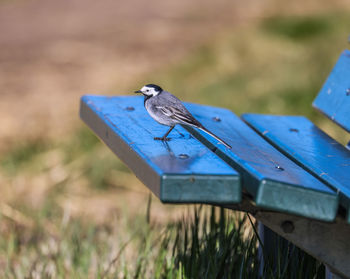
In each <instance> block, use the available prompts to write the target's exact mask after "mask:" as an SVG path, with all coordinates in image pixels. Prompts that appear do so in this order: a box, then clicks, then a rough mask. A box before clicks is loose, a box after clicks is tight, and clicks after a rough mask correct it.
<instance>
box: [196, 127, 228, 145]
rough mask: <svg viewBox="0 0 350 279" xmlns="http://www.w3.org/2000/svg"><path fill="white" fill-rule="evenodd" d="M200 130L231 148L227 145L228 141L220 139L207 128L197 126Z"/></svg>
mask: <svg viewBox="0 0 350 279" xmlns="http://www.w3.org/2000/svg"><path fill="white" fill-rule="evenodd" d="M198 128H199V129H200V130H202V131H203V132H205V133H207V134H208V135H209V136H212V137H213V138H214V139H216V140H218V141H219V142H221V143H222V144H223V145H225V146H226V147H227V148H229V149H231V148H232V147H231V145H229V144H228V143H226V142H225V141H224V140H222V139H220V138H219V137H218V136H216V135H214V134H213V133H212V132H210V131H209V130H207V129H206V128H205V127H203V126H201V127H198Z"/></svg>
_ _ _ _
**What you should do:** Print the whole listing exactly. No pictures belong in the copy.

**Result below:**
In each <instance> block, use the available prompts to write the target's exact mask after "mask:" as an SVG path, with all coordinates in image pixels. Prompts that appear do so in this order: a box, then clicks, then a rough mask. A box before clicks is loose, a box after clicks is tight, and clicks after a rough mask correct it.
<instance>
box: [196, 127, 228, 145]
rough mask: <svg viewBox="0 0 350 279" xmlns="http://www.w3.org/2000/svg"><path fill="white" fill-rule="evenodd" d="M200 130L231 148L227 145L228 141L220 139L207 128L197 126Z"/></svg>
mask: <svg viewBox="0 0 350 279" xmlns="http://www.w3.org/2000/svg"><path fill="white" fill-rule="evenodd" d="M198 128H199V129H200V130H202V131H203V132H205V133H207V134H208V135H209V136H212V137H213V138H214V139H216V140H218V141H219V142H221V143H222V144H223V145H225V146H226V147H227V148H229V149H231V148H232V147H231V145H229V144H228V143H226V142H225V141H224V140H222V139H220V138H219V137H218V136H216V135H214V134H213V133H212V132H210V131H209V130H207V129H206V128H205V127H203V126H201V127H198Z"/></svg>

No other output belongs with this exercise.